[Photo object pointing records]
• • • •

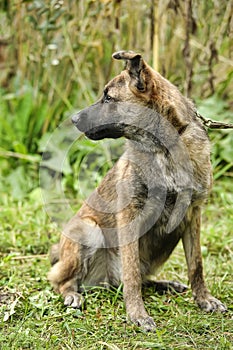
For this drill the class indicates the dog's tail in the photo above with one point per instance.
(54, 253)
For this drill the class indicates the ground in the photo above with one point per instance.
(33, 316)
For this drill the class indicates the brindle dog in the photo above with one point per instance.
(147, 202)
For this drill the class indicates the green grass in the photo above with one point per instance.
(33, 317)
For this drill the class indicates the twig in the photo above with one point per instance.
(41, 256)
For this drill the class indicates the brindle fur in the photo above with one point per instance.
(89, 254)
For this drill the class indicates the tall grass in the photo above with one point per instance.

• • • •

WHAT TO WORK ON: Please rewrite the records above as a Markdown table with the columns Number and Record line, one row per line with blank lines skipped. Leave the pictures out.

EXERCISE RESULT:
| Number | Record line |
|---|---|
| 1 | For this drill the class indicates the dog's tail in the photo above with one point per instance. |
| 2 | (54, 253) |
| 3 | For this drill the class indicates the ground in the photo above with one point per instance. |
| 4 | (33, 316) |
| 5 | For this drill the class indicates the brindle dog in the photo above with one point per instance. |
| 6 | (147, 202) |
| 7 | For this drill the class indicates the green grass in the photo above with one point per instance. |
| 8 | (33, 317) |
| 9 | For this drill the class indicates the twig in the photo above with one point per instance. |
| 10 | (41, 256) |
| 11 | For this drill the class indicates the brindle fur in the photo above with one point per instance. |
| 12 | (89, 254) |
| 13 | For this drill the class indicates the tall grass in the photo above with one point per instance. |